▸ WORK INSTRUCTIONS
Return the data that follows, keeping every word and mark unchanged.

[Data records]
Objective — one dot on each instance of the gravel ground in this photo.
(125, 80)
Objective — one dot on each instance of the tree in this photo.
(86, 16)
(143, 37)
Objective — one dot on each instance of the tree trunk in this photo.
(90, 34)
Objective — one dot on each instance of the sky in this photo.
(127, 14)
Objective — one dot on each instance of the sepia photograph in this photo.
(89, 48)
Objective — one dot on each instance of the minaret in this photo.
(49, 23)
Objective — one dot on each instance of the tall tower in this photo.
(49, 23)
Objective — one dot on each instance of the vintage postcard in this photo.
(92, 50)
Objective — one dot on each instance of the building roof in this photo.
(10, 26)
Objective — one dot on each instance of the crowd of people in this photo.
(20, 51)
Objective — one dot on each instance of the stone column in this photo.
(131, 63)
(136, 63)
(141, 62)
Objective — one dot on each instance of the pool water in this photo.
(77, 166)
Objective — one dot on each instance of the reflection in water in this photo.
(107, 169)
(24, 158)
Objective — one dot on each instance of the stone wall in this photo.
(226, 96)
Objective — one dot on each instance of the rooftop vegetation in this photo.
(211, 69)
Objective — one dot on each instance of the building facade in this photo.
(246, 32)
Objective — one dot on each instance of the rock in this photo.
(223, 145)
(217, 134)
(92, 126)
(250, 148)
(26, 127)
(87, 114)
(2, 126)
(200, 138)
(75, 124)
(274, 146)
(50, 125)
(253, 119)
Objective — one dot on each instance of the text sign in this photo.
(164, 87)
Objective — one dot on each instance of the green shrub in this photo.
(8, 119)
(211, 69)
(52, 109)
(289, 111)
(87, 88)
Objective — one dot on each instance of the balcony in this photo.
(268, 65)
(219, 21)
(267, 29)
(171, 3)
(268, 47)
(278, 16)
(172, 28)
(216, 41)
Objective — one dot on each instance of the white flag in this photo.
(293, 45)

▸ EXERCISE RESULT
Objective — one dot on each instance of the gravel ground in this photo.
(125, 80)
Objective — one dot on each instance of the tree in this photo.
(86, 16)
(143, 37)
Objective — one dot on each instance of the tree trunk in this photo.
(90, 34)
Objective — one dot on each instance of the sky in this photo.
(127, 14)
Objective — one dot on each instance of the sepia photograph in this photo.
(89, 48)
Objective — one dot on each instance of the minaret in this photo.
(49, 23)
Objective — one dot on each instance of the tall tower in this photo.
(49, 23)
Objective — one dot on each instance of the vintage postcard in this photo.
(92, 50)
Objective — one dot on each instance of the building roof in this photo.
(10, 26)
Objective — one dot on each instance of the crowd of people in this photo.
(20, 51)
Objective — one dot on each instance of the stone column in this photo.
(131, 63)
(136, 63)
(141, 62)
Objective — one dot on each instance of the pool water in this photo.
(77, 166)
Objective — one dot on each instance of the reflection in water in this photo.
(107, 169)
(24, 158)
Objective — one dot on each instance of the stone wall in this photo.
(226, 96)
Objective — one dot on each instance of the rooftop vegetation in this photo.
(211, 69)
Objective — one dot on each instance of the building facade in this photo.
(246, 32)
Objective — one dot on each instance of the rock in this photo.
(223, 145)
(217, 134)
(92, 126)
(250, 148)
(26, 127)
(87, 114)
(2, 126)
(200, 138)
(75, 124)
(274, 146)
(50, 125)
(253, 119)
Objective — one dot on each instance of the text sign in this photo.
(164, 87)
Objective — one dot on each instance of the green shrub in this photo.
(8, 119)
(211, 69)
(52, 109)
(289, 111)
(87, 88)
Objective — one dot on each instance of the balcony in this photo.
(268, 65)
(219, 21)
(267, 29)
(171, 3)
(268, 47)
(278, 16)
(172, 28)
(216, 41)
Objective — one dot on each instance of the white flag in this photo.
(293, 45)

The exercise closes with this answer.